Have you found any amazing uses for AI?

How’s this. From Perplexity.

IBM Watson is an advanced artificial intelligence system developed by IBM, primarily known for its ability to process and analyze natural language. The technology underlying Watson includes several key components:

  1. Natural Language Processing (NLP): Watson uses NLP to understand and interpret human language, allowing it to answer questions posed in natural language. This involves analyzing syntax and meaning to provide accurate responses[3][4].

  2. Machine Learning and Deep Learning: Watson employs machine learning techniques to improve its performance over time by learning from new data inputs. It uses deep learning models for tasks such as image recognition and sentiment analysis[4][5].

  3. Information Retrieval and Knowledge Representation: These technologies enable Watson to access vast repositories of data, retrieve relevant information, and represent knowledge in a way that supports decision-making processes[4].

  4. Advanced Analytics: Watson integrates sophisticated analytics to uncover patterns and insights from structured and unstructured data, enhancing its ability to provide actionable insights[2][3].

  5. Hardware and Software Architecture: Watson’s architecture includes IBM’s DeepQA software, running on a cluster of powerful servers equipped with POWER7 processors, enabling high-speed data processing and analysis[4].

◆ Goal a ◆
Update the records from the line containing "Expected output: for each instance of the reflection" up to and including the last line of the records, replacing "marker" with "dot" and leaving everything else unchanged. Omit any pictures from your answer.

◆ Provided data ◆
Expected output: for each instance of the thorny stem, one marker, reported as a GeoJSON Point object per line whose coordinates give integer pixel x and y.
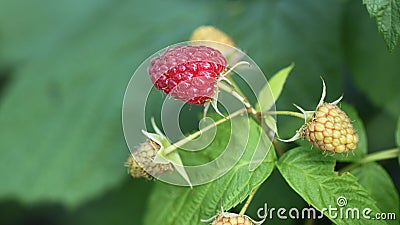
{"type": "Point", "coordinates": [248, 201]}
{"type": "Point", "coordinates": [180, 143]}
{"type": "Point", "coordinates": [381, 155]}
{"type": "Point", "coordinates": [287, 113]}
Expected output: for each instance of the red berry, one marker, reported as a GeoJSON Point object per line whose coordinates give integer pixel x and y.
{"type": "Point", "coordinates": [187, 73]}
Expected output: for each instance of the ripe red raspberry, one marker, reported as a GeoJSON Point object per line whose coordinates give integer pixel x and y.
{"type": "Point", "coordinates": [187, 73]}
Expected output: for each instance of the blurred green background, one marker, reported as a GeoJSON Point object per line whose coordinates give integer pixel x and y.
{"type": "Point", "coordinates": [64, 66]}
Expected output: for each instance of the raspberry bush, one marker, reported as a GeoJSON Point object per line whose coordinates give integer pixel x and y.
{"type": "Point", "coordinates": [65, 66]}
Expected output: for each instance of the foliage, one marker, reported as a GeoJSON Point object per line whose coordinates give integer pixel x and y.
{"type": "Point", "coordinates": [64, 66]}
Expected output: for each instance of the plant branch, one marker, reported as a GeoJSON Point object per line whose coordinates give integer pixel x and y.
{"type": "Point", "coordinates": [286, 113]}
{"type": "Point", "coordinates": [381, 155]}
{"type": "Point", "coordinates": [180, 143]}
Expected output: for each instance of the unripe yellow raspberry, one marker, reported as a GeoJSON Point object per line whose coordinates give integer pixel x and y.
{"type": "Point", "coordinates": [210, 33]}
{"type": "Point", "coordinates": [330, 129]}
{"type": "Point", "coordinates": [140, 163]}
{"type": "Point", "coordinates": [232, 220]}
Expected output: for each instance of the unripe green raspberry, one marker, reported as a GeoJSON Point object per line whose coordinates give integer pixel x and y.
{"type": "Point", "coordinates": [232, 220]}
{"type": "Point", "coordinates": [140, 163]}
{"type": "Point", "coordinates": [330, 130]}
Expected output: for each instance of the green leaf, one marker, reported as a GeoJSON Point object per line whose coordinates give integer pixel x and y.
{"type": "Point", "coordinates": [373, 69]}
{"type": "Point", "coordinates": [362, 148]}
{"type": "Point", "coordinates": [398, 136]}
{"type": "Point", "coordinates": [378, 183]}
{"type": "Point", "coordinates": [387, 15]}
{"type": "Point", "coordinates": [273, 87]}
{"type": "Point", "coordinates": [62, 111]}
{"type": "Point", "coordinates": [178, 205]}
{"type": "Point", "coordinates": [313, 177]}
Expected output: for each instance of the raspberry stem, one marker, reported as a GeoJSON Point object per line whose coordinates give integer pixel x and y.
{"type": "Point", "coordinates": [231, 91]}
{"type": "Point", "coordinates": [380, 155]}
{"type": "Point", "coordinates": [286, 113]}
{"type": "Point", "coordinates": [180, 143]}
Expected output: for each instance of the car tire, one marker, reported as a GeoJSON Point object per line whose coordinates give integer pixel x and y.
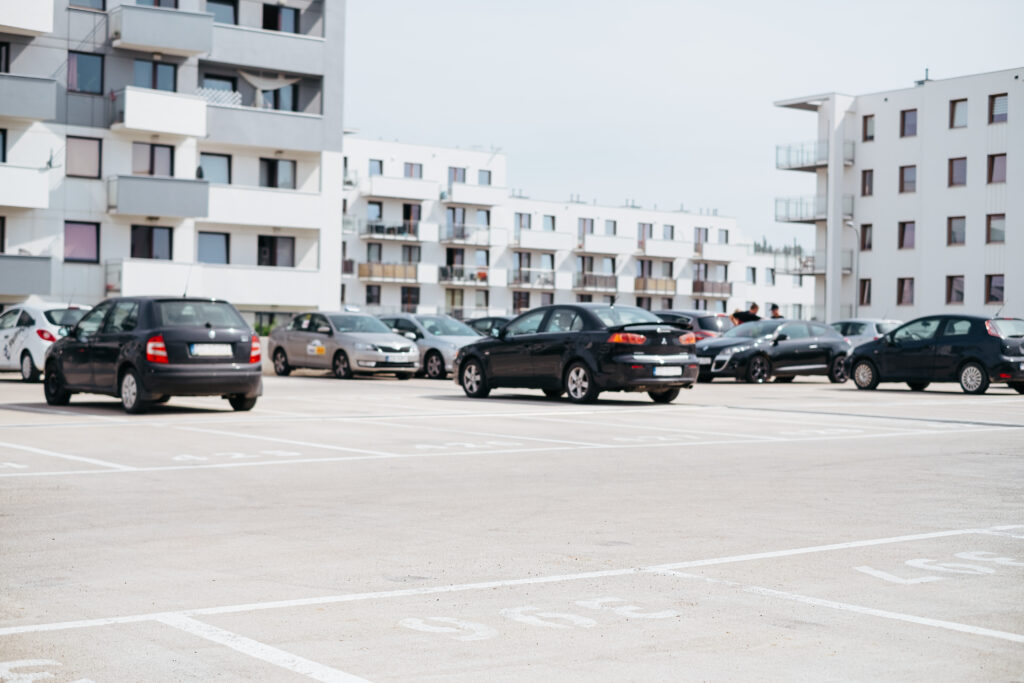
{"type": "Point", "coordinates": [281, 366]}
{"type": "Point", "coordinates": [580, 384]}
{"type": "Point", "coordinates": [340, 366]}
{"type": "Point", "coordinates": [865, 376]}
{"type": "Point", "coordinates": [474, 381]}
{"type": "Point", "coordinates": [973, 378]}
{"type": "Point", "coordinates": [53, 387]}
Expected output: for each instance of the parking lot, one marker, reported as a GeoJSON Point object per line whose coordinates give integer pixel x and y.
{"type": "Point", "coordinates": [386, 530]}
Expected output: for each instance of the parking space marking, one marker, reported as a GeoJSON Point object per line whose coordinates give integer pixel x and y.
{"type": "Point", "coordinates": [259, 650]}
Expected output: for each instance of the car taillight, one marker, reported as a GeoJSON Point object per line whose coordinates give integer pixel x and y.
{"type": "Point", "coordinates": [156, 349]}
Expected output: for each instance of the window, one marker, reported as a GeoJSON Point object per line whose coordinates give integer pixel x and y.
{"type": "Point", "coordinates": [85, 73]}
{"type": "Point", "coordinates": [993, 289]}
{"type": "Point", "coordinates": [216, 168]}
{"type": "Point", "coordinates": [866, 182]}
{"type": "Point", "coordinates": [908, 123]}
{"type": "Point", "coordinates": [908, 178]}
{"type": "Point", "coordinates": [151, 242]}
{"type": "Point", "coordinates": [904, 291]}
{"type": "Point", "coordinates": [954, 289]}
{"type": "Point", "coordinates": [996, 168]}
{"type": "Point", "coordinates": [955, 230]}
{"type": "Point", "coordinates": [152, 159]}
{"type": "Point", "coordinates": [82, 242]}
{"type": "Point", "coordinates": [276, 173]}
{"type": "Point", "coordinates": [995, 228]}
{"type": "Point", "coordinates": [213, 248]}
{"type": "Point", "coordinates": [83, 157]}
{"type": "Point", "coordinates": [997, 108]}
{"type": "Point", "coordinates": [957, 114]}
{"type": "Point", "coordinates": [906, 235]}
{"type": "Point", "coordinates": [957, 171]}
{"type": "Point", "coordinates": [155, 75]}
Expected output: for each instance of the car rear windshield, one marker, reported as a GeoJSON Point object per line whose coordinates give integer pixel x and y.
{"type": "Point", "coordinates": [199, 313]}
{"type": "Point", "coordinates": [67, 317]}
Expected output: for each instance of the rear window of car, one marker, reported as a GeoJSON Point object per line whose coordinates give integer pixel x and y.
{"type": "Point", "coordinates": [198, 313]}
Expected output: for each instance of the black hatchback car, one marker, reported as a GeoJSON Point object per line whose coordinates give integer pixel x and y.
{"type": "Point", "coordinates": [146, 349]}
{"type": "Point", "coordinates": [971, 349]}
{"type": "Point", "coordinates": [581, 350]}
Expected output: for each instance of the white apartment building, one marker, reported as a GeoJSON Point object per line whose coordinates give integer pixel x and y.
{"type": "Point", "coordinates": [915, 210]}
{"type": "Point", "coordinates": [172, 146]}
{"type": "Point", "coordinates": [435, 229]}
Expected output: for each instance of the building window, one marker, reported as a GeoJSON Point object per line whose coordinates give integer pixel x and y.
{"type": "Point", "coordinates": [82, 242]}
{"type": "Point", "coordinates": [83, 157]}
{"type": "Point", "coordinates": [993, 289]}
{"type": "Point", "coordinates": [151, 242]}
{"type": "Point", "coordinates": [995, 228]}
{"type": "Point", "coordinates": [997, 108]}
{"type": "Point", "coordinates": [957, 171]}
{"type": "Point", "coordinates": [996, 168]}
{"type": "Point", "coordinates": [152, 159]}
{"type": "Point", "coordinates": [908, 123]}
{"type": "Point", "coordinates": [276, 173]}
{"type": "Point", "coordinates": [908, 178]}
{"type": "Point", "coordinates": [85, 73]}
{"type": "Point", "coordinates": [213, 248]}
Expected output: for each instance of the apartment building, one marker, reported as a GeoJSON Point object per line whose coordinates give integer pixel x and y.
{"type": "Point", "coordinates": [436, 229]}
{"type": "Point", "coordinates": [914, 210]}
{"type": "Point", "coordinates": [172, 146]}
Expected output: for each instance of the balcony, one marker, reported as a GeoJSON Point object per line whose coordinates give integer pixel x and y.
{"type": "Point", "coordinates": [30, 97]}
{"type": "Point", "coordinates": [144, 111]}
{"type": "Point", "coordinates": [23, 187]}
{"type": "Point", "coordinates": [808, 209]}
{"type": "Point", "coordinates": [157, 196]}
{"type": "Point", "coordinates": [242, 285]}
{"type": "Point", "coordinates": [25, 275]}
{"type": "Point", "coordinates": [158, 30]}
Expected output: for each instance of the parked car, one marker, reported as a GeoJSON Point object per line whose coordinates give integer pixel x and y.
{"type": "Point", "coordinates": [146, 349]}
{"type": "Point", "coordinates": [582, 349]}
{"type": "Point", "coordinates": [344, 342]}
{"type": "Point", "coordinates": [971, 349]}
{"type": "Point", "coordinates": [437, 337]}
{"type": "Point", "coordinates": [777, 347]}
{"type": "Point", "coordinates": [862, 330]}
{"type": "Point", "coordinates": [28, 331]}
{"type": "Point", "coordinates": [704, 324]}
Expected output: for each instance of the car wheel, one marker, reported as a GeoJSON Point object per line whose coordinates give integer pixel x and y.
{"type": "Point", "coordinates": [864, 375]}
{"type": "Point", "coordinates": [580, 384]}
{"type": "Point", "coordinates": [130, 390]}
{"type": "Point", "coordinates": [666, 396]}
{"type": "Point", "coordinates": [53, 387]}
{"type": "Point", "coordinates": [29, 371]}
{"type": "Point", "coordinates": [340, 366]}
{"type": "Point", "coordinates": [973, 379]}
{"type": "Point", "coordinates": [474, 382]}
{"type": "Point", "coordinates": [281, 366]}
{"type": "Point", "coordinates": [434, 366]}
{"type": "Point", "coordinates": [758, 370]}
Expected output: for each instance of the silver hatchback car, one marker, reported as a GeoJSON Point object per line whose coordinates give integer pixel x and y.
{"type": "Point", "coordinates": [345, 343]}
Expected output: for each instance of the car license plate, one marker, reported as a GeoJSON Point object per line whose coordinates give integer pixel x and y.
{"type": "Point", "coordinates": [211, 350]}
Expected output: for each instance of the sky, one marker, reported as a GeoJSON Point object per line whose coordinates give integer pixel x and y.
{"type": "Point", "coordinates": [665, 102]}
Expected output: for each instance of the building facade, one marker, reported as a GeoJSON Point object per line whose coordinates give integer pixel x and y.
{"type": "Point", "coordinates": [914, 210]}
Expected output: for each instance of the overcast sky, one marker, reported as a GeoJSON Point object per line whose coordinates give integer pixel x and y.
{"type": "Point", "coordinates": [666, 102]}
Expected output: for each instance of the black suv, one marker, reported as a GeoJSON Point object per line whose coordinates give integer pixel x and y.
{"type": "Point", "coordinates": [971, 349]}
{"type": "Point", "coordinates": [146, 349]}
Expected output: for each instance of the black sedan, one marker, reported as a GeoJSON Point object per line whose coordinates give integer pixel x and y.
{"type": "Point", "coordinates": [582, 349]}
{"type": "Point", "coordinates": [146, 349]}
{"type": "Point", "coordinates": [762, 349]}
{"type": "Point", "coordinates": [970, 349]}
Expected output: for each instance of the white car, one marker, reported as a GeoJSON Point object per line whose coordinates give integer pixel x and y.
{"type": "Point", "coordinates": [27, 332]}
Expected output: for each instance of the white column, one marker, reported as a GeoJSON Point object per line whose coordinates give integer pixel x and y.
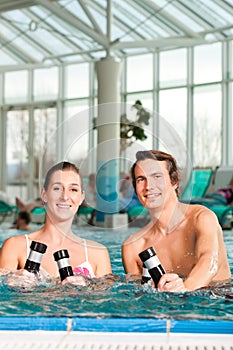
{"type": "Point", "coordinates": [108, 127]}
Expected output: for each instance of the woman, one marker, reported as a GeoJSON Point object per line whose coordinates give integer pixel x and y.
{"type": "Point", "coordinates": [62, 195]}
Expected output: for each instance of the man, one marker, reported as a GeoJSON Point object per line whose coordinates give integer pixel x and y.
{"type": "Point", "coordinates": [188, 239]}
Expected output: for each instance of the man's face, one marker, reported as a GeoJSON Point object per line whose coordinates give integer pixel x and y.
{"type": "Point", "coordinates": [153, 184]}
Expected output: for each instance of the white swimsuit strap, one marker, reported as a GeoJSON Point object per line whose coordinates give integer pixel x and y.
{"type": "Point", "coordinates": [27, 244]}
{"type": "Point", "coordinates": [85, 249]}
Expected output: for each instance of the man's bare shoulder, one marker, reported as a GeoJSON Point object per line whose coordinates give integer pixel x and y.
{"type": "Point", "coordinates": [137, 236]}
{"type": "Point", "coordinates": [198, 209]}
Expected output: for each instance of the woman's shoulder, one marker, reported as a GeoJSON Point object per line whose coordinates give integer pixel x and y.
{"type": "Point", "coordinates": [14, 241]}
{"type": "Point", "coordinates": [94, 245]}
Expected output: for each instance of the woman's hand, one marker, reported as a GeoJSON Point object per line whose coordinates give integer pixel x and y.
{"type": "Point", "coordinates": [171, 282]}
{"type": "Point", "coordinates": [78, 280]}
{"type": "Point", "coordinates": [21, 278]}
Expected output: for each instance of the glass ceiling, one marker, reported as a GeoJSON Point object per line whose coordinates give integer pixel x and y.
{"type": "Point", "coordinates": [49, 32]}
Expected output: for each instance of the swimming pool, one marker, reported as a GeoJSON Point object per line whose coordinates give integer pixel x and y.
{"type": "Point", "coordinates": [100, 312]}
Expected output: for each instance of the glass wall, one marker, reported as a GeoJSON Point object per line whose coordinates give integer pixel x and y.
{"type": "Point", "coordinates": [49, 112]}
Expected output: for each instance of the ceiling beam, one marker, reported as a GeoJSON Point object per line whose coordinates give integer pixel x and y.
{"type": "Point", "coordinates": [66, 16]}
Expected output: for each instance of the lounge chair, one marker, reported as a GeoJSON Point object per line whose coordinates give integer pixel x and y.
{"type": "Point", "coordinates": [213, 201]}
{"type": "Point", "coordinates": [7, 210]}
{"type": "Point", "coordinates": [198, 184]}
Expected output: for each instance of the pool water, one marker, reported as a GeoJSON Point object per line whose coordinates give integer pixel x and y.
{"type": "Point", "coordinates": [114, 296]}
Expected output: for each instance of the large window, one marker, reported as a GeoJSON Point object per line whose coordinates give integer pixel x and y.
{"type": "Point", "coordinates": [207, 63]}
{"type": "Point", "coordinates": [16, 86]}
{"type": "Point", "coordinates": [50, 111]}
{"type": "Point", "coordinates": [207, 126]}
{"type": "Point", "coordinates": [140, 73]}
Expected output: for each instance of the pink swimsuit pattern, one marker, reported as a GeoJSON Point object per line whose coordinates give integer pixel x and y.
{"type": "Point", "coordinates": [84, 269]}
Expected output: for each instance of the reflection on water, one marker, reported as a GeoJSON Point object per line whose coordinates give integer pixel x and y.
{"type": "Point", "coordinates": [114, 297]}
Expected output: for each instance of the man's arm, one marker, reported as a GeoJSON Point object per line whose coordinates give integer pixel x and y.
{"type": "Point", "coordinates": [206, 252]}
{"type": "Point", "coordinates": [129, 259]}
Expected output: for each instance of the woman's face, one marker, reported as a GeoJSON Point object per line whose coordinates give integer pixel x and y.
{"type": "Point", "coordinates": [64, 194]}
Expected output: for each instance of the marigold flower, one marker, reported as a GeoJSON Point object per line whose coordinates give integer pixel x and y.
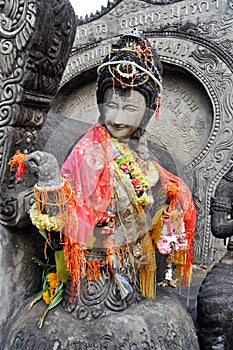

◆ Goal b ◆
Set down the whole post about IBM Watson again, word for word.

◆ Expected output a ◆
Expected output: for each instance of the reflection on water, one dot, reported as a GeoJSON Point object per line whose coordinates give integer pixel x and y.
{"type": "Point", "coordinates": [114, 297]}
Expected output: for each instance of the man's arm, one dot, reported as a GeoJSON Point object per line whose coordinates give integer pixel x and y.
{"type": "Point", "coordinates": [206, 252]}
{"type": "Point", "coordinates": [129, 259]}
Expected output: for each instance of the woman's face, one dot, reported as a GeoJSON Point object per line whose coordinates give integer pixel x and y.
{"type": "Point", "coordinates": [64, 194]}
Expected output: for each instance of the marigold flower, one dot, reported as a GeoJSON Point object per line whose coordinates give integer pixel x and y.

◆ Expected output b ◆
Have you found any amazing uses for AI?

How’s this. From Perplexity.

IBM Watson is an advanced artificial intelligence system developed by IBM, primarily known for its ability to process and analyze natural language. The technology underlying Watson includes several key components:

  1. Natural Language Processing (NLP): Watson uses NLP to understand and interpret human language, allowing it to answer questions posed in natural language. This involves analyzing syntax and meaning to provide accurate responses[3][4].

  2. Machine Learning and Deep Learning: Watson employs machine learning techniques to improve its performance over time by learning from new data inputs. It uses deep learning models for tasks such as image recognition and sentiment analysis[4][5].

  3. Information Retrieval and Knowledge Representation: These technologies enable Watson to access vast repositories of data, retrieve relevant information, and represent knowledge in a way that supports decision-making processes[4].

  4. Advanced Analytics: Watson integrates sophisticated analytics to uncover patterns and insights from structured and unstructured data, enhancing its ability to provide actionable insights[2][3].

  5. Hardware and Software Architecture: Watson’s architecture includes IBM’s DeepQA software, running on a cluster of powerful servers equipped with POWER7 processors, enabling high-speed data processing and analysis[4].